BEGIN EXTRACT PROVIDED

Right In The Nuts – A Tribute to Aerosmith – Review

Right In The Nuts

A Tribute to Aerosmith (Small Stone)
by Craig Regala

Last cut on the second CD is Core doing “Soul Shaker” just like the sound check I saw Jeff Beck do in ’75 when he was screwin’ around with Miles Davis’ “Jack Johnson.” I think it’s a hoot. It’s also the farthest thing “out” here, but is indicative of the level of freedom the Small Stone execs allowed the bands. At first I found this kinda off-putting the same way I did with that Lizzy trib outta Chicago a few years back. Both of these bands have such a signature vocal sound and attack in the classic “really good singer who perfectly knows his range” way, and the tune’s hooks and general proceedings focus around their sound. Luckily, Aerosmith was a rock’n’roll/hard rock band and the music itself had plenty of ass meat for both tall and small to chew on. So as I listen to this trib as a hail! hail! rock’n’roll! thing, it’s A-OK to pretty good. The three best Aerosmith covers I’ve heard previously were by Testament, Die Kreutzen and Green River (live take on “Nobody’s Fault” – Solace does a powerful version here, like if Kiss-style hard rock had developed into something full on), so now you know…

Overall, you can chuck the covers into three piles. Straight-up love of the kick-ass originals pile one includes Fireball Ministry‘s “Movin’ Out,” Altamont‘s double-wide haul through “Make It” (dig that cowbell!), Atomic Bitchwax‘s well-gripped “Combination” – tough one especially when you hit that polyrhythmic hoo-ha the last minute – and The Quill‘s “S.O.S,” which sounds like they’ve been there awhile. Before I continue, I want to stress these covers aren’t bending over to Xerox the originals, they just work a similar stroll to the tunes. Honky bites down on “Adam’s Apple” as does Speedball with “Rats in the Cellar” and Voltage with “Draw The Line.” Electric Frankenstein gut-punches “Sick As a Dog” and prove their M.O. of rock ? punk? what the fuck! I bet those guys can do 10 Dead Boys covers from memory. Roadsaw have so much of this steamy rock’n’roll in ‘m they do just fine with “Toys In the Attic,” and Scissorfight (doing “Lick and a Promise”) is new to me but not to people who’ve been payin’ attention. Sounds like they could share a gig with, well, most anyone here.

END EXTRACT PROVIDED

▸ EXERCISE SET:
A. For each statement below, say whether it agrees with the review of the Aerosmith tribute album. Answer yes or no and quote the words of the review that decide it. (i) The last cut on the second CD is Core doing "Soul Shaker." (ii) Solace covers "Nobody's Fault" on this album. (iii) Scissorfight covers "Toys In the Attic."
B. Continue the review of the Aerosmith tribute album from its last sentence, keeping the writer's voice.
The material is not needed for anything here.

BEGIN DATA SECTION

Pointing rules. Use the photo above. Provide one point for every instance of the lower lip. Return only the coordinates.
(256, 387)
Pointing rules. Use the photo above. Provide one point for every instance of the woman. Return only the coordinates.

END DATA SECTION

▸ RESPONSES BY ITEM NUMBER:
A.
(i) Yes: "Last cut on the second CD is Core doing “Soul Shaker”"
(ii) Yes: "Solace does a powerful version here"
(iii) No: "Scissorfight (doing “Lick and a Promise”)"

B.
Pile two isn’t too far off from pile one, except the bands’ personal grunt is a bit farther off. Puny Humans go for both the riff root grunt and crash cymbol stomp on “Rock In A Hard Place,” Drunk Horse kinda dirt stroke metalize “Kings and Queens,” and The Want sorta do the same thing with the fabulous “Let The Music Do The Talkin’,” honing in on the belly riff. Before the last cut by Core, three bands do heavy rock psychedelic-tinged takes on “Walkin’ the Dog” (Volume), “Seasons Of Wither” (Nova Driver), and “Lord Of The Thighs,” Red Giant slippin’ on their Fu Manchu-style flares. Similar to those guys is Half Man‘s stroll through “Round & Round.” The aptly named Iron Boss power gargle through “Train Kept A Rollin'” like they have a good-sized bottle of Antiseen/Confederacy Of Scum medicine around the house. Men of Porn prove Melvinizing “Lightning Strikes” is a good idea, and Soul Clique pull the not-so-latent funk out of “Last Child” using mid-’70s Funkadelic as a role model.

It’s kinda cool how some of these bands have worked this stuff back to the root heritage, proving how good the songs are when you scrape the sheen off (maybe these are all pile two-style too, but the boss paid for a three-pile review). So: for roots hoo-ha you get the acousticy backporch “Chip Away At The Stone” by Gideon Smith & the Dixie Damned, Raging Slab‘s mid-Southern kickass take on “Bone To Bone (Coney Island Whiteish)”, and Five Horse Johnson harmonica hawg tyin’ grease and grits “Bright Light Fright.” Finishing this heap is Alabama Thunderpussy‘s go for the groove, go for the riff, roll it in cowshit redefining of “Sweet Emotion.” It’s great.

Up there with Core in the you-guys-don’t-get-your-own pile section is Natas with a slow-stirred cover of “Remember (Walking in the Sand)” using a bit of the Kyuss-does-Gilberto-Gil thing with the last two minutes. Yeah, I know some of these songs are covers, but Aerosmith defined ‘m for our ears, or at least got there first.